--- Requests ---
**A)** Summarize the passage on special moment frame connections in two sentences.
**B)** Write the next part of the passage on special moment frame connections, picking up after its last sentence.

§9.[E3] Special Moment Frames (SMF)

§9.2 Beam-to-Column Joints and Connections

Connections in Special moment frames require pre-qualification according to Section 9.2b achieving the performance requirements of §9.2a. The engineer is referred to §9.2b which references AISC 358-05 as a source for several connections that are considered pre-qualified.

When calculating the required shear strength per §9.2a (9-1) all standard provision load combinations with seismic load cases are considered, replacing the seismic load case and factor with the force produced from a term 1.0E where E = 2.0 [1.1 Ry Mpr] / L. The 1.0 load factor will replace the load factor associated with the seismic load case in the underlying load combination. L is taken as the distance between reduced beam sections, if they exist, otherwise L is the distance between the face of the columns supporting the beams. Mpr is the ultimate strength of the beam in bending at the reduced beam section, if it exists, otherwise it is from the full beam section.

--- Data ---
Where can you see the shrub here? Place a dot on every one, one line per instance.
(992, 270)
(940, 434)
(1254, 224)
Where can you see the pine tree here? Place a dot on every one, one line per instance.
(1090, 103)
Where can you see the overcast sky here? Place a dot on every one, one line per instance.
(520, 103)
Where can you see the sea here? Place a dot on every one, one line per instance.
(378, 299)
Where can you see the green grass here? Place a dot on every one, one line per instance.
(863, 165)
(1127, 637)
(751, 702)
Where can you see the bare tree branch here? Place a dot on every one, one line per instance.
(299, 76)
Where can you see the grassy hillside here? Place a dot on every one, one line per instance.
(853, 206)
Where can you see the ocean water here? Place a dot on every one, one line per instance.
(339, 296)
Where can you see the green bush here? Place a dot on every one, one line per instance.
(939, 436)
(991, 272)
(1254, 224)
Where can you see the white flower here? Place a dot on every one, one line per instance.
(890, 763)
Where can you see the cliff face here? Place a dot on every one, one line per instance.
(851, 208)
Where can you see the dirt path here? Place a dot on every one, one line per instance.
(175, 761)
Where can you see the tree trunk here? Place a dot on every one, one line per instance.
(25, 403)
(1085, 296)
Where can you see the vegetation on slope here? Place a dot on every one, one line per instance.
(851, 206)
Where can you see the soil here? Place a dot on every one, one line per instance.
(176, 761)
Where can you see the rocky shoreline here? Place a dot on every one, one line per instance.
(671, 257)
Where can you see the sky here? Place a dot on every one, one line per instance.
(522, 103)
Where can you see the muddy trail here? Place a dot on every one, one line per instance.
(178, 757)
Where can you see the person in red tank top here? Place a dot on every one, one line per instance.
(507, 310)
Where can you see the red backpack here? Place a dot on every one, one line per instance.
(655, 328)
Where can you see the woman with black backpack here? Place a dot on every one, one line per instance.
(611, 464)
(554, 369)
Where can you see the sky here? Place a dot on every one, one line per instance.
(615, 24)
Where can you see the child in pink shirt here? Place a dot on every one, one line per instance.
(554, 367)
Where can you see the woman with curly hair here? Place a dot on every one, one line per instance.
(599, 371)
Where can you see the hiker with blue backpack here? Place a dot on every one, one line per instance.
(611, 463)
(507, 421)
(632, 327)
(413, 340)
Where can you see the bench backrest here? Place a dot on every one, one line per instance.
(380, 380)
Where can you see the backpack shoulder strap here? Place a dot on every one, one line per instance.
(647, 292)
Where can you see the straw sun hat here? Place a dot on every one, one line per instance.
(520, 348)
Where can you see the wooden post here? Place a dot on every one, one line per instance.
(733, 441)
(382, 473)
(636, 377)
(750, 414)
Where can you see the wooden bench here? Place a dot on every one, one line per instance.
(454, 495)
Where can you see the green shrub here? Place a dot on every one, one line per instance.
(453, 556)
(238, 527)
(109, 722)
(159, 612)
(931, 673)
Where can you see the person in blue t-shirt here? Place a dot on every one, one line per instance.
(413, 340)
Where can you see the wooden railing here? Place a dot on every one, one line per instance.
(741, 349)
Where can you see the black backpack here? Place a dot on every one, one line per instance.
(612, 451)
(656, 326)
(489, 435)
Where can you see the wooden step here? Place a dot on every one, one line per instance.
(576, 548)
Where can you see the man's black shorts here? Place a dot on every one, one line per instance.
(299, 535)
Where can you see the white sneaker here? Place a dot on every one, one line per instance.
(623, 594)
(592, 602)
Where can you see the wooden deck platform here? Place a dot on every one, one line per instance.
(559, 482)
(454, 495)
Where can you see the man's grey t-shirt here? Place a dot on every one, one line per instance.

--- Results by task ---
**A)** Connections in special moment frames must be pre-qualified under Section 9.2b to meet the performance requirements of §9.2a, and §9.2b points to AISC 358-05 as a source of pre-qualified connections. The required shear strength per §9.2a (9-1) is found from all standard load combinations with seismic load cases, with the seismic load case and its factor replaced by 1.0E, where E = 2.0 [1.1 Ry Mpr] / L and both L and Mpr depend on whether reduced beam sections exist.

**B)**
Note: For ASD the Mpr term is not divided by Ω (1.5) as is typically performed in other similar calculations such as §9.3a. This may produce conservative shear forces for ASD design if the Ω factor is then assigned to the capacity calculations. All SidePlate^® and DuraFuse^® beam-to-column joints demonstrate conformance with 9.2a as indicated in 9.2b per ICC-ES ESR-1275

All AISC 341-10 beam-to-column joints demonstrate conformance with §9.2a as indicated in §9.2b per ICC-ES ESR-1275

§358-05 5.8-6 [358-10 5.8-6, 358-16 5.8-6] Moment force at Column Face

Where AISC 358-05 Section 5.8-6 RBS Connection is designated in the Codes dialog box the maximum force at the column face is calculated and checked relative to equation 5.8-6. If this check fails the RBS dimensions can be adjusted or section size changed to meet this requirement. The load applied between the face of the column and the RBS is not considered in the calculation of the maximum moment on the face of the column.

§9.3 [E3.6e] Panel-Zone of Beam-to-Column Connections

Only connections parallel to the column web are considered and checked by the program.

The required shear strength of the panel-zone is determined from the summation of moments at the column faces as determined by projecting the expected moments at the plastic hinge locations (RBS if they exist) to the column faces. The material factor ϕv = 1.0 (LRFD) and Ωv = 1.50 (ASD) in all cases.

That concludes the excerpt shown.